Segment Start: GIVEN DATA

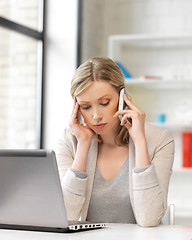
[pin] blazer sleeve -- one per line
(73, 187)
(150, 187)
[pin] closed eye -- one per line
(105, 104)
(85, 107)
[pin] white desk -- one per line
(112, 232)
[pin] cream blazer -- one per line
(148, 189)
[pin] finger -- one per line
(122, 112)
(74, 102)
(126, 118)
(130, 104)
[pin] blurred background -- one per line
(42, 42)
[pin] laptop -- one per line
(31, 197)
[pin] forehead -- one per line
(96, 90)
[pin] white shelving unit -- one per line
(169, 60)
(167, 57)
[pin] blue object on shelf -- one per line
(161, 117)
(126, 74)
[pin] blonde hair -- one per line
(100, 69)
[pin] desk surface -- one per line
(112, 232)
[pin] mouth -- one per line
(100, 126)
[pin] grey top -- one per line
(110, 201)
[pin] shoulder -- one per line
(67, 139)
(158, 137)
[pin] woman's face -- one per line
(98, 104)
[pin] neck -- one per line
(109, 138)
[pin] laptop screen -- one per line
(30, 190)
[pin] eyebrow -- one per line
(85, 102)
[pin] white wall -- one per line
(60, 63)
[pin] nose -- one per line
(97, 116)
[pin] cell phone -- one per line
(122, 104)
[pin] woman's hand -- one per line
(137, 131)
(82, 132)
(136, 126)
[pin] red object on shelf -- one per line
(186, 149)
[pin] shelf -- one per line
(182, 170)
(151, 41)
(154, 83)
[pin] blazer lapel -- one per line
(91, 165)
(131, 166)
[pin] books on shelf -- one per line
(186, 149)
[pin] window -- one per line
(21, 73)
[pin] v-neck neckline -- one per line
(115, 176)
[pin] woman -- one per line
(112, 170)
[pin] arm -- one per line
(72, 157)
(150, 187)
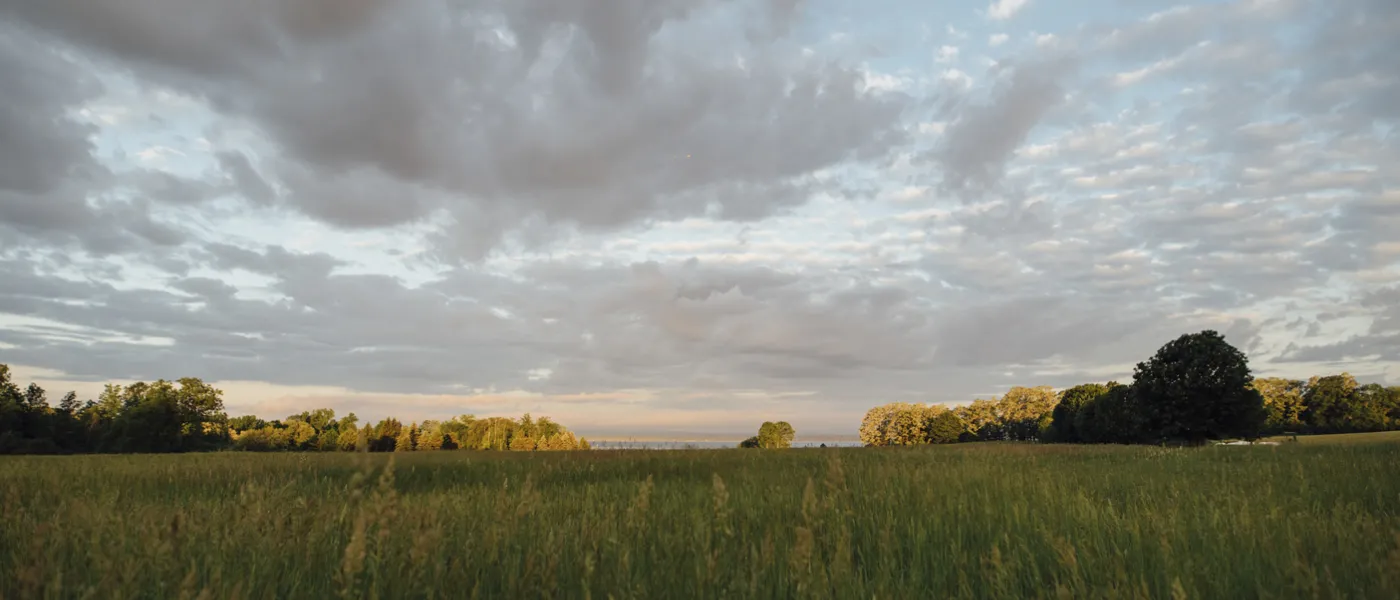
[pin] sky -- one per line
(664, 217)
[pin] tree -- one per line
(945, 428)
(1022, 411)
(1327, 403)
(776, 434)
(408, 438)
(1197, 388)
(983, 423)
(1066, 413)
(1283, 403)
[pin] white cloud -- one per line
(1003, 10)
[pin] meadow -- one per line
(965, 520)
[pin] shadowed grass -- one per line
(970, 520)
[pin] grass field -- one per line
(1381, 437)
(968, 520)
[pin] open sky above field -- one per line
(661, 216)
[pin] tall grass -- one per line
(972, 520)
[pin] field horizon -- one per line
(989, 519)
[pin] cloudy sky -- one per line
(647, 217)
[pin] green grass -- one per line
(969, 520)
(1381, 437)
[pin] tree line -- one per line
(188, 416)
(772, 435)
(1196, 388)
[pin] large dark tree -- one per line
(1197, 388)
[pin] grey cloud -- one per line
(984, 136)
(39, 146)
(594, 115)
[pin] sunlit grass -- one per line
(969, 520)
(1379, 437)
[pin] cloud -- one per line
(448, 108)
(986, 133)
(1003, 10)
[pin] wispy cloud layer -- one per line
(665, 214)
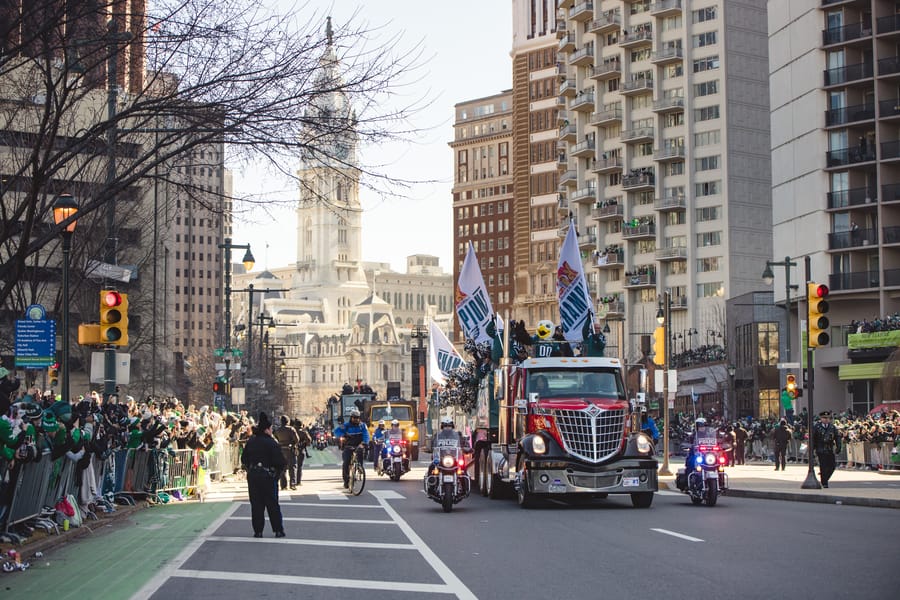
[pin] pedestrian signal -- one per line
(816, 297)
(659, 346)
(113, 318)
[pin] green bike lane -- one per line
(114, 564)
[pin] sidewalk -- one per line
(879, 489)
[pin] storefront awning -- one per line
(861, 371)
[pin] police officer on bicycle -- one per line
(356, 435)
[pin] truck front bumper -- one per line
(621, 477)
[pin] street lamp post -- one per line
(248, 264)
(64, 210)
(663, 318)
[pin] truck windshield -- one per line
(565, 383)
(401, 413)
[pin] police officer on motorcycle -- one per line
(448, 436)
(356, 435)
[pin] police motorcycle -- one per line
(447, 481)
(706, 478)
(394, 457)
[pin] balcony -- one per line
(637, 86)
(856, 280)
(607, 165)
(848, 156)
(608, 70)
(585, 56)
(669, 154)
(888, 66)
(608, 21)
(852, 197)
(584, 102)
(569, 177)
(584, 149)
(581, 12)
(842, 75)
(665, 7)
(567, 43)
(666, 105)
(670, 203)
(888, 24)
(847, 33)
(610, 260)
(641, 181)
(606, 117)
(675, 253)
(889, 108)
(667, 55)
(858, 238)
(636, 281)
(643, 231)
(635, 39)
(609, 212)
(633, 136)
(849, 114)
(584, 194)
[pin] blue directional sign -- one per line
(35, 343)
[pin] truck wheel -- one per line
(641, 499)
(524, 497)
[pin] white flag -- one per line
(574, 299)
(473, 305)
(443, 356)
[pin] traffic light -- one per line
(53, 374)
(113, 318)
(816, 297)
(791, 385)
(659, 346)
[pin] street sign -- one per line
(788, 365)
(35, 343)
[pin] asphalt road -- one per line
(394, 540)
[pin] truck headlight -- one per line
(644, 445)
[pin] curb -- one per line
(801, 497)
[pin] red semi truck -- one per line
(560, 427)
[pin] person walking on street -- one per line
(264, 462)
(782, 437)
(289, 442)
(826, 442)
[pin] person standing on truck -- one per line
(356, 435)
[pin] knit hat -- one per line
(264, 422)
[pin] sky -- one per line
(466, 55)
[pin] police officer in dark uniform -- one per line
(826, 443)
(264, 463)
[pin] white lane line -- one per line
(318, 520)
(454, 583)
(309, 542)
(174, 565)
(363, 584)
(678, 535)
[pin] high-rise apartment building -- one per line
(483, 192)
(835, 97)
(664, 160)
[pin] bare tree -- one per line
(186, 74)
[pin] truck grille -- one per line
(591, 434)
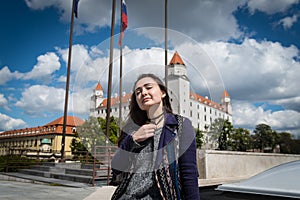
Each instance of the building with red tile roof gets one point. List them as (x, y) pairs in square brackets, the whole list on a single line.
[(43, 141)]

Segment End: GIVEN DATA

WHAT YOU ARE ASKED TO DO: The records above must be repeated in full and exactly, but without any of the pictures.

EXERCISE OUTPUT:
[pin] blazer sleeve -- one per line
(73, 187)
(150, 187)
[pin] closed eye -- one per line
(105, 104)
(85, 107)
[pin] white desk -- one per line
(112, 232)
[pin] cream blazer -- one per line
(148, 189)
[pin] finger -- one per line
(122, 112)
(74, 102)
(126, 118)
(130, 104)
[pin] blurred background -- one per line
(42, 42)
[pin] laptop -- one per line
(31, 197)
[pin] forehead -- one per line
(96, 90)
[pin] white shelving unit -- one per line
(169, 60)
(167, 57)
[pin] blue object on shelf -- one per line
(161, 117)
(126, 74)
[pin] blonde hair -- one per line
(100, 69)
[pin] desk surface -- one per line
(112, 232)
[pin] mouth -- one per line
(100, 126)
[pin] grey top -- one per line
(110, 201)
[pin] shoulder -- one per line
(67, 139)
(158, 137)
[pin] woman's face -- one per line
(98, 104)
[pin] neck -- one per line
(109, 138)
[pin] laptop screen -- one per line
(30, 190)
[pin] eyebrow -- one per line
(85, 102)
[pin] white wall -- one per line
(60, 63)
[pin] nose -- one per line
(97, 116)
[pin] cell phone -- one per line
(122, 104)
[pin] woman's hand -- one per line
(137, 131)
(82, 132)
(136, 126)
[pin] red object on shelf -- one per line
(186, 149)
[pin] shelf -- one per line
(182, 170)
(151, 41)
(154, 83)
[pin] blazer lapel -- one per line
(91, 165)
(131, 166)
[pin] books on shelf -- one per line
(186, 149)
[pin] window -- one per line
(21, 73)
[pin] v-neck neckline -- one per line
(115, 176)
[pin] woman -- one per line
(112, 170)
[pin] arm -- one per line
(72, 157)
(150, 187)
[pin] sky -- one per line
(664, 217)
[pin] tree -- one per line
(945, 428)
(1022, 411)
(1327, 403)
(776, 434)
(408, 438)
(1197, 388)
(983, 423)
(1066, 413)
(1283, 403)
[pin] white cloud -- one per line
(1003, 10)
[pin] meadow -- one per line
(965, 520)
[pin] shadowed grass -- one per line
(970, 520)
[pin] grass field -- one per line
(1381, 437)
(968, 520)
[pin] open sky above field -- one per line
(661, 216)
[pin] tall grass -- one per line
(972, 520)
[pin] field horizon -- one per line
(989, 519)
[pin] cloudy sky -- one per line
(647, 217)
[pin] green grass -- one per line
(969, 520)
(1381, 437)
[pin] tree line -- one per line
(188, 416)
(772, 435)
(1196, 388)
[pin] large dark tree -- one per line
(1197, 388)
[pin] grey cloud -- one per line
(984, 136)
(39, 146)
(594, 115)
[pin] sunlit grass -- one per line
(969, 520)
(1379, 437)
[pin] cloud -- one per line
(448, 108)
(986, 133)
(1003, 10)
[pin] wispy cloud layer -- one per line
(665, 214)
[pin] pedestrian signal -- one per line
(816, 297)
(659, 346)
(113, 318)
[pin] green bike lane -- one per line
(114, 564)
[pin] sidewalk -- one per line
(879, 489)
[pin] storefront awning -- one per line
(861, 371)
[pin] police officer on bicycle -- one per line
(356, 435)
[pin] truck front bumper -- one per line
(621, 477)
[pin] street lamp post -- one per line
(248, 264)
(64, 210)
(663, 318)
[pin] truck windshield -- one per line
(565, 383)
(401, 413)
[pin] police officer on motorcycle -- one per line
(448, 436)
(356, 435)
[pin] police motorcycle -- one per line
(447, 481)
(706, 478)
(394, 457)
[pin] balcony -- one per line
(637, 86)
(856, 280)
(607, 165)
(848, 156)
(608, 70)
(585, 56)
(669, 154)
(888, 66)
(608, 21)
(852, 197)
(584, 102)
(569, 177)
(584, 149)
(581, 12)
(842, 75)
(665, 7)
(567, 43)
(666, 105)
(670, 203)
(888, 24)
(847, 33)
(610, 260)
(641, 181)
(606, 117)
(675, 253)
(889, 108)
(667, 55)
(858, 238)
(636, 281)
(643, 231)
(635, 39)
(609, 212)
(633, 136)
(849, 114)
(584, 194)
[pin] blue directional sign -- one per line
(35, 343)
[pin] truck wheel -- one per line
(641, 499)
(524, 497)
[pin] white flag -- one per line
(574, 299)
(473, 305)
(443, 356)
[pin] traffic light -- one per line
(53, 374)
(113, 318)
(816, 297)
(791, 385)
(659, 346)
[pin] street sign -- one per line
(788, 365)
(35, 343)
[pin] asphalt road -- one per line
(394, 540)
[pin] truck headlight -- one per line
(644, 445)
[pin] curb -- one per line
(801, 497)
[pin] red semi truck -- one per line
(560, 427)
[pin] person walking on street -- one per line
(264, 462)
(782, 437)
(289, 442)
(826, 442)
[pin] person standing on truck -- one per line
(356, 435)
[pin] knit hat -- one per line
(264, 422)
[pin] sky -- one per line
(466, 55)
[pin] police officer in dark uniform -- one per line
(826, 443)
(264, 463)
[pin] white lane line -- one per line
(318, 520)
(454, 583)
(309, 542)
(174, 565)
(363, 584)
(678, 535)
[pin] high-rise apartment building -- one per line
(483, 192)
(835, 97)
(664, 160)
[pin] bare tree -- one per line
(186, 74)
[pin] truck grille -- one per line
(591, 434)
Each instance of the building with red tile roof gets one point. List them as (x, y) pairs in square brackets, the whole list on a single line.
[(43, 141)]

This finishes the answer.